[Items from a labeling collection]
---

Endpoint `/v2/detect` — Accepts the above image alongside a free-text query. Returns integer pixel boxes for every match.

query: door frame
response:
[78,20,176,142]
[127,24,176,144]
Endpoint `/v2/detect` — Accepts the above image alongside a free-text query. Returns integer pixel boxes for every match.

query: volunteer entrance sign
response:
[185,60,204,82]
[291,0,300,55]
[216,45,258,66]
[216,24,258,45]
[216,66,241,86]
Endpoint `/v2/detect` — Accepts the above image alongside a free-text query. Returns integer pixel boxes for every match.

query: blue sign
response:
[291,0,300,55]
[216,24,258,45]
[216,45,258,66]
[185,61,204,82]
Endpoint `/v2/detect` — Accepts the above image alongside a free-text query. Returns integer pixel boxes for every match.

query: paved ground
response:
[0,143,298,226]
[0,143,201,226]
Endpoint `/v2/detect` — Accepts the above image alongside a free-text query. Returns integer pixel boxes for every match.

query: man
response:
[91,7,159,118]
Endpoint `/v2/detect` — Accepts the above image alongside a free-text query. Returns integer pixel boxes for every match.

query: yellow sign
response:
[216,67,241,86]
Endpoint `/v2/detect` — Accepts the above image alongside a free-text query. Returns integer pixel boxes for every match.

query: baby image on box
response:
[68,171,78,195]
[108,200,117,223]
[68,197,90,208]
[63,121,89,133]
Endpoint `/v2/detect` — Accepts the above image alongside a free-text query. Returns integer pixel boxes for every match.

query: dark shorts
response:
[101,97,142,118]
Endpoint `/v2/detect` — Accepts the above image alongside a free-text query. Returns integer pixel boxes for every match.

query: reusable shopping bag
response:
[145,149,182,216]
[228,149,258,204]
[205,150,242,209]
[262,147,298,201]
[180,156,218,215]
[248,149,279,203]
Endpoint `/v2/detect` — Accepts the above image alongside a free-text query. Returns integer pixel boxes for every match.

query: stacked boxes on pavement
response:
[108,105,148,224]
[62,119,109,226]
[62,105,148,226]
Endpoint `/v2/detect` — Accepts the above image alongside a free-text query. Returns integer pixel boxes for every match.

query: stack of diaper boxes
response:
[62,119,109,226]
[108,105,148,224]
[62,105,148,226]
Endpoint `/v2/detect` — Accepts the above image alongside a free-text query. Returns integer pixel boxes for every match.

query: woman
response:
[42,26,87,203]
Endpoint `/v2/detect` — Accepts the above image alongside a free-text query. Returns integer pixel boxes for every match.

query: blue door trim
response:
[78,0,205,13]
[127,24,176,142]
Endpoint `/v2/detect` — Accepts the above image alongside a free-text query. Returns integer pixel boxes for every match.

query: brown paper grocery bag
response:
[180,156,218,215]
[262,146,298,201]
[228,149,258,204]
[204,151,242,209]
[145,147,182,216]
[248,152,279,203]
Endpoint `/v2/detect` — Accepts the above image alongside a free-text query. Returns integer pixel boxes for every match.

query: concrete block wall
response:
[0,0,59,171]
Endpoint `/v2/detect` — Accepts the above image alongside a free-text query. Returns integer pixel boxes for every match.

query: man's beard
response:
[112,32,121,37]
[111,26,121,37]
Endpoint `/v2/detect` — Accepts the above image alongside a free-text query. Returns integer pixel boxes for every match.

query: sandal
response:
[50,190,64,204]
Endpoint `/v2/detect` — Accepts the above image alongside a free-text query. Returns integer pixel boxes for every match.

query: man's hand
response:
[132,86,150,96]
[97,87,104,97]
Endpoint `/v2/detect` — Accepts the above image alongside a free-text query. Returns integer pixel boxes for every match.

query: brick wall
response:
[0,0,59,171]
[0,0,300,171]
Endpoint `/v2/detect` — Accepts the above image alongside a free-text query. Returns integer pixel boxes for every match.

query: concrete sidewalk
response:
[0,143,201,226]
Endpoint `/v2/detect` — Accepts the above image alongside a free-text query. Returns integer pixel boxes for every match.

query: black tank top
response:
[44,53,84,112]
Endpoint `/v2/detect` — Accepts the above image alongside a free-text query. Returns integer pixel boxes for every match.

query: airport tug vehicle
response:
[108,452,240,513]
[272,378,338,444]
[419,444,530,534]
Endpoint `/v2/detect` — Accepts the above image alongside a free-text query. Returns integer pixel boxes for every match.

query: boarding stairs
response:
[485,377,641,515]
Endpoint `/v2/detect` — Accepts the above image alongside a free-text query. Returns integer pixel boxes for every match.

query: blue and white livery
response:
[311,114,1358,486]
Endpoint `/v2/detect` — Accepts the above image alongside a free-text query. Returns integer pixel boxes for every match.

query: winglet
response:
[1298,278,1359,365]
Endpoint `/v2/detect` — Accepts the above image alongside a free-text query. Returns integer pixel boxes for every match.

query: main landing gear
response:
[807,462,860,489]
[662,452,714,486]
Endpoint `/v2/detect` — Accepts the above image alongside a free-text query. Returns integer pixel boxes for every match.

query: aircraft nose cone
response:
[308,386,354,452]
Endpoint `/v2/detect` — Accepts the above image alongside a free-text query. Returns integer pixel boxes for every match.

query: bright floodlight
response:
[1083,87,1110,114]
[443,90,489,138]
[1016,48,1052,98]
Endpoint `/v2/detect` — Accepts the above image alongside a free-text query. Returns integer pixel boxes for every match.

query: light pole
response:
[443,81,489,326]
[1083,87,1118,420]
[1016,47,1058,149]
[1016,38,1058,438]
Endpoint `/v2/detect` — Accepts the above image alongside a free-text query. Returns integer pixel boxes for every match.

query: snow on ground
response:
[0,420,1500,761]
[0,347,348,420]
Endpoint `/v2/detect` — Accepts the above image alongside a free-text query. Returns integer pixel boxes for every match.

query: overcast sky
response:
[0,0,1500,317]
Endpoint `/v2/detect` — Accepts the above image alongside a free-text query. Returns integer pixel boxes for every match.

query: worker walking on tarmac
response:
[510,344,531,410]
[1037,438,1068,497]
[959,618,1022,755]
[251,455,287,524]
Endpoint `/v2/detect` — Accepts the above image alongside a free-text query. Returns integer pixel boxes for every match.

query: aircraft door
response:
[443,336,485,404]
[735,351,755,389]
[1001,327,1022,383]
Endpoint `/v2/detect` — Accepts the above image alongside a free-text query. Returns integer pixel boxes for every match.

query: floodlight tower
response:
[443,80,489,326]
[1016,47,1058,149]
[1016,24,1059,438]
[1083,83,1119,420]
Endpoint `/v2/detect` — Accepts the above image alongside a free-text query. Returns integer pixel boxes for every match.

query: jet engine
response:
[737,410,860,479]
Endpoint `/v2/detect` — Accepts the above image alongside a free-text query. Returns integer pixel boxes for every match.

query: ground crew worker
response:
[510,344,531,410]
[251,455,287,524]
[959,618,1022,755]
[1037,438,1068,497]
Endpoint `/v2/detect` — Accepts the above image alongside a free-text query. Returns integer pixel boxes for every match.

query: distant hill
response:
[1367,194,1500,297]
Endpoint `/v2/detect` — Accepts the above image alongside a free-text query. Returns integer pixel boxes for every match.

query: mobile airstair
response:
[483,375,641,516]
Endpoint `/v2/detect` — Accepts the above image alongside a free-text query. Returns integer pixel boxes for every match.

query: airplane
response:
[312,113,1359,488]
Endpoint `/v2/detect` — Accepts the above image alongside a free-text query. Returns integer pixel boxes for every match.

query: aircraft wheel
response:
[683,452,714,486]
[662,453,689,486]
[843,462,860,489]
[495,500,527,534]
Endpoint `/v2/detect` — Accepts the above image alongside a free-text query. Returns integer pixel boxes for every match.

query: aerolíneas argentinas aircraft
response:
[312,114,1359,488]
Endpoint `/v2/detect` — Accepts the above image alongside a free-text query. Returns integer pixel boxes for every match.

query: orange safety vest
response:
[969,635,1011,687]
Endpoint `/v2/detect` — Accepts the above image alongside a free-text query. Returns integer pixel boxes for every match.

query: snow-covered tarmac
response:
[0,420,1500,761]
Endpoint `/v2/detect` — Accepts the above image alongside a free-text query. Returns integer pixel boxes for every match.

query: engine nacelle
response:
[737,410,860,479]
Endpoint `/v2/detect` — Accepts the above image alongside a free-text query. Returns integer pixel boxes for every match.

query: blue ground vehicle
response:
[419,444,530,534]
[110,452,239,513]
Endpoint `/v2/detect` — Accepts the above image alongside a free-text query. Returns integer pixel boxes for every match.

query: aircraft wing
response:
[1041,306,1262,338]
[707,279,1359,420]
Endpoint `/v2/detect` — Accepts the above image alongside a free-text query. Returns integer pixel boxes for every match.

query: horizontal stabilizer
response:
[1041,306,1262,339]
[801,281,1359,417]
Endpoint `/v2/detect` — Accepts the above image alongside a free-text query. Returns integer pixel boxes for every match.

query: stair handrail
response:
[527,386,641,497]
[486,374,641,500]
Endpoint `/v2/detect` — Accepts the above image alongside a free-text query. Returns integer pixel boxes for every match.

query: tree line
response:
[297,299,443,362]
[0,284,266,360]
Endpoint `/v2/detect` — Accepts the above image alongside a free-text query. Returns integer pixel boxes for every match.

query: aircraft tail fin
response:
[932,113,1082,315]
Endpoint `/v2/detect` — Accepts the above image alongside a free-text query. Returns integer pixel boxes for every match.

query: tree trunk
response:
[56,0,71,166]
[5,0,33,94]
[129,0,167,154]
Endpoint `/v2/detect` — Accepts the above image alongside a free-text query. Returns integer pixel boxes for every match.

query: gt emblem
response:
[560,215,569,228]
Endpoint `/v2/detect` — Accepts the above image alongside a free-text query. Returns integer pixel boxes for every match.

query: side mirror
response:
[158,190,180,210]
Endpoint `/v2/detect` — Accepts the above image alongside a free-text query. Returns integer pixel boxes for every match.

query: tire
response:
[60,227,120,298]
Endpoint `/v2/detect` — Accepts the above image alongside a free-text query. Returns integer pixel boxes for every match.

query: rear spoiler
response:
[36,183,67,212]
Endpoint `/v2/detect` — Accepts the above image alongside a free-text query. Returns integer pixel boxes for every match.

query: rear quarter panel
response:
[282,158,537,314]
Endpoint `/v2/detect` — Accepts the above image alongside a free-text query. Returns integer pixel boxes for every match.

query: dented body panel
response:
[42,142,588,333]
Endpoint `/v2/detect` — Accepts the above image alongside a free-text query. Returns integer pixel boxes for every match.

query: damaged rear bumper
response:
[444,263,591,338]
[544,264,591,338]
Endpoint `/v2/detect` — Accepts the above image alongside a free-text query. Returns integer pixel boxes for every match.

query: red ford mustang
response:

---

> Requirement
Pick out every line in the records above that includes the word "concrete" and copy each of those lines.

> Response to the exercise
query: concrete block wall
query: concrete sidewalk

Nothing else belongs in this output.